**Goal**. Return every one of the following lines word for word, leaving out the pictures.

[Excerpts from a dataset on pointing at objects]
__________

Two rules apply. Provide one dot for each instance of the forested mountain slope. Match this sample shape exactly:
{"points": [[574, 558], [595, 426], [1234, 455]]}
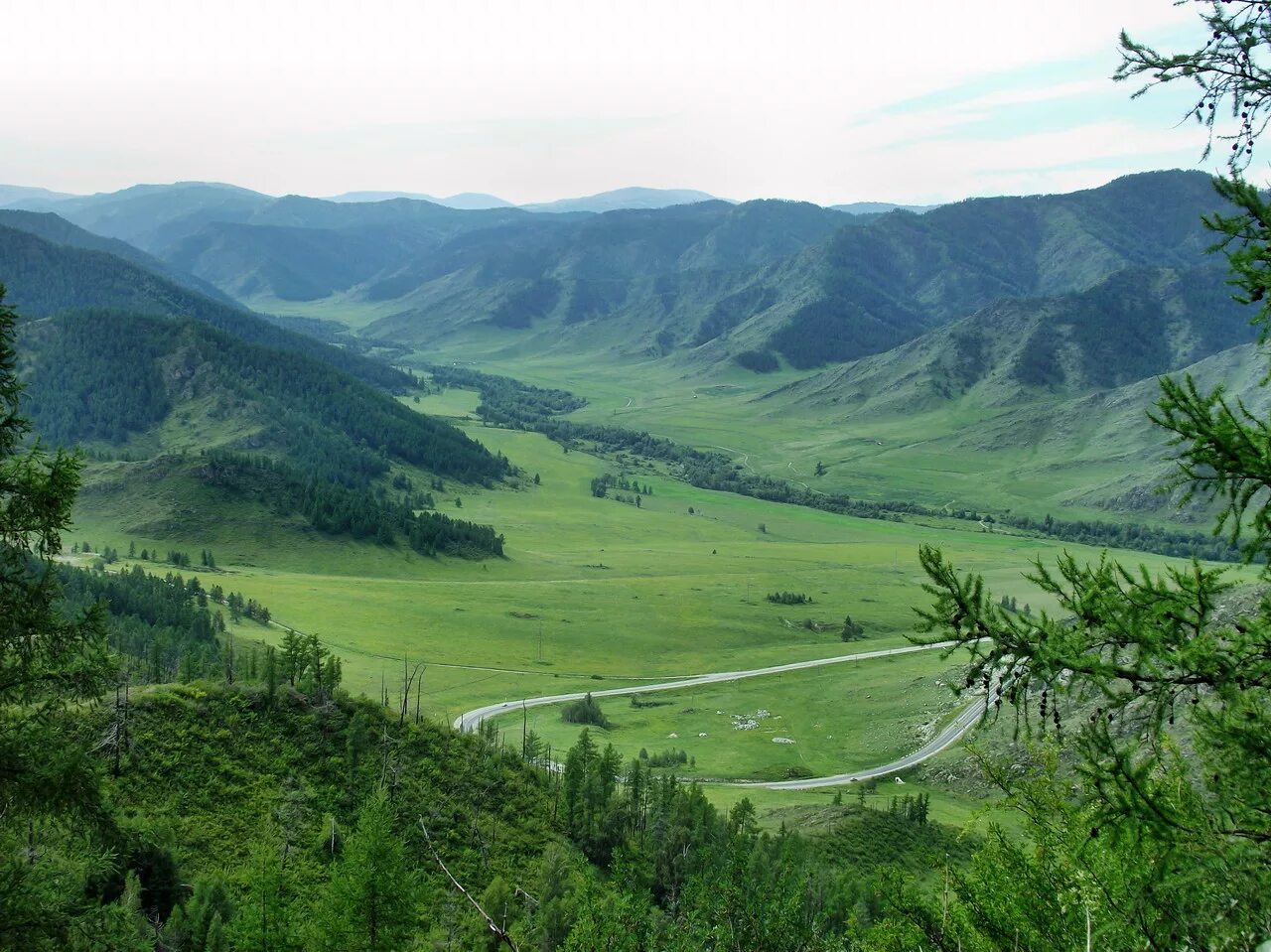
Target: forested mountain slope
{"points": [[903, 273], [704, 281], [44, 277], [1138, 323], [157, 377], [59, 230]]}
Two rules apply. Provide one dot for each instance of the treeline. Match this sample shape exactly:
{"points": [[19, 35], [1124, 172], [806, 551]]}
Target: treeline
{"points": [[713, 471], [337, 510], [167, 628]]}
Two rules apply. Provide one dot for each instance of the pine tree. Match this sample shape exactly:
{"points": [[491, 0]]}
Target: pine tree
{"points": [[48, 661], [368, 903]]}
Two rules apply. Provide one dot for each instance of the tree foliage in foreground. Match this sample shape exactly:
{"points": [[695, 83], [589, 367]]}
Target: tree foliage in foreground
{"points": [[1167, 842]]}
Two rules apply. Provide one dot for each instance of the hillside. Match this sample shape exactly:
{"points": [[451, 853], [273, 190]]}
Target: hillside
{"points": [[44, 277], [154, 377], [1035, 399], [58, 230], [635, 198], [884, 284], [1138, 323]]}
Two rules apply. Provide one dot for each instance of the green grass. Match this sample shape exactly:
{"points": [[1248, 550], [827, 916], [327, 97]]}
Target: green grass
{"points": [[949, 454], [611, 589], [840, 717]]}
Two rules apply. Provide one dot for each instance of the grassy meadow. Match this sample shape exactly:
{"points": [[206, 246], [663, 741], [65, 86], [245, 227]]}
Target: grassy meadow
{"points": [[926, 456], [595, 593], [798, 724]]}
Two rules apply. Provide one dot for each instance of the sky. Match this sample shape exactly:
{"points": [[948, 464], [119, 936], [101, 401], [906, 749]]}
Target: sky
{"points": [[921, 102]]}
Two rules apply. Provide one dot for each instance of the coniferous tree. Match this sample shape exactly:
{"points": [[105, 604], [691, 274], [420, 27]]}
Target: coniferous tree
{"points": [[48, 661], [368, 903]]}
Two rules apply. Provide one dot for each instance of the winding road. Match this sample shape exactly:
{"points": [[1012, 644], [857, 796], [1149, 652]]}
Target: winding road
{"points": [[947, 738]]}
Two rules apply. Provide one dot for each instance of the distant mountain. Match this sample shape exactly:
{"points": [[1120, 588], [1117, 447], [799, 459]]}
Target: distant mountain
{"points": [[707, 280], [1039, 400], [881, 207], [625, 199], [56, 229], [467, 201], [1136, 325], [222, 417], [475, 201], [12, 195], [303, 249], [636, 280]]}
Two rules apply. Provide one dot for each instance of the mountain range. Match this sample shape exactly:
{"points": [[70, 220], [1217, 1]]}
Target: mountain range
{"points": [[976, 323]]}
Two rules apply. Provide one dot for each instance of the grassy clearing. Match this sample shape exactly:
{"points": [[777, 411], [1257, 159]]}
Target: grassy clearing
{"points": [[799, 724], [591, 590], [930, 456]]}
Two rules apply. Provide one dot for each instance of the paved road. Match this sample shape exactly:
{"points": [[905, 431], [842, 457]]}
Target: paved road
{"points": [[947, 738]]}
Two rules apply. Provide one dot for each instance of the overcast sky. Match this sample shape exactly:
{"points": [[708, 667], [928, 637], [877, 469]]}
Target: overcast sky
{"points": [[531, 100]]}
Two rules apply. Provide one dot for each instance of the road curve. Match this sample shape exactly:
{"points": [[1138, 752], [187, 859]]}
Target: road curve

__________

**Full answer**.
Two rules apply. Provide one dot for each instance of the forested mountain slope. Match this sample shape exactly:
{"points": [[574, 558], [595, 426], [1234, 455]]}
Target: forested mountain slope
{"points": [[903, 273], [704, 281], [44, 277], [1138, 323], [157, 377], [59, 230]]}
Two rules apply. Provide one dot for each instance of the treeline. Match this sample shape exactly:
{"points": [[19, 35], [1124, 172], [806, 551]]}
Target: treeline
{"points": [[713, 471], [337, 510], [167, 628]]}
Two rules apply. Provide one dot for each instance of the pine tree. Match this sample shape exactly:
{"points": [[491, 0]]}
Target: pine tree
{"points": [[48, 661], [368, 903]]}
Two rules apply. Provide one dot for each instance of the tree foliage in foreground. Match this sample shape exactly:
{"points": [[695, 83], [589, 367]]}
Target: tree foliage in foreground
{"points": [[1167, 842]]}
Two rules apply. Provide one dot for each instance of the hillside. Match this sample shape exactly:
{"points": [[451, 853], [273, 190]]}
Target: hillside
{"points": [[44, 277], [154, 377], [1035, 399], [58, 230], [635, 198], [884, 284], [1138, 323]]}
Two rules apply. Provide one dot for each instance of the green grass. Match this sample shape exactly:
{"points": [[1248, 550], [827, 916], [327, 97]]}
Target: green grass
{"points": [[949, 454], [611, 589], [840, 717]]}
Two rules apply. Provide one dot for each instance of the grassy meadow. Match this sample shape exactly:
{"points": [[206, 246], [663, 741], [65, 86], [245, 227]]}
Target: grassy meadow
{"points": [[926, 456], [595, 593], [798, 724]]}
Two rules apply. Provide one dot for each instance of the sky. Match this sample shape exactly:
{"points": [[948, 464], [119, 936], [101, 401], [906, 749]]}
Target: sky
{"points": [[921, 102]]}
Two rules apply. Provide one dot for each instance of the coniferous tree. Match this sample shape exactly:
{"points": [[105, 604], [691, 274], [420, 27]]}
Target: coniferous tree
{"points": [[48, 661], [368, 903]]}
Two rules apply. Provide one dot for each instance of the winding road. Match this sample shape exactly:
{"points": [[1012, 644], [857, 796], [1149, 652]]}
Target: winding road
{"points": [[947, 738]]}
Two rules apply. Provide one dot for each instance of the distant mountain. Match this sample shape exactly:
{"points": [[1120, 588], [1117, 447], [799, 459]]}
Target: distant mountain
{"points": [[707, 280], [1039, 400], [881, 207], [625, 199], [56, 229], [467, 201], [1136, 325], [222, 417], [475, 201], [12, 195], [303, 249], [636, 280]]}
Two rules apply. Provide one dot for each instance of the mountain range. Match this sample shape exactly:
{"points": [[70, 220], [1217, 1]]}
Target: mountain range
{"points": [[976, 323]]}
Two rules apply. Provide one dot for each instance of the grassy clearing. Match this sample shape exactly:
{"points": [[777, 411], [1257, 159]]}
Target: grassy clearing
{"points": [[799, 724], [591, 590], [930, 456]]}
Two rules apply. Provide one dot for each instance of the paved road. Match this sample shape exactly:
{"points": [[905, 431], [842, 457]]}
Target: paved road
{"points": [[947, 738]]}
Two rules apply. Provide one dot for each instance of the overcast sky. Match this sample shape exactly:
{"points": [[708, 667], [928, 637], [877, 469]]}
Target: overcast sky
{"points": [[531, 100]]}
Two rules apply. Provide one dot for each instance of the road curve. Match this sample shape exactly:
{"points": [[1138, 752], [187, 859]]}
Target: road curve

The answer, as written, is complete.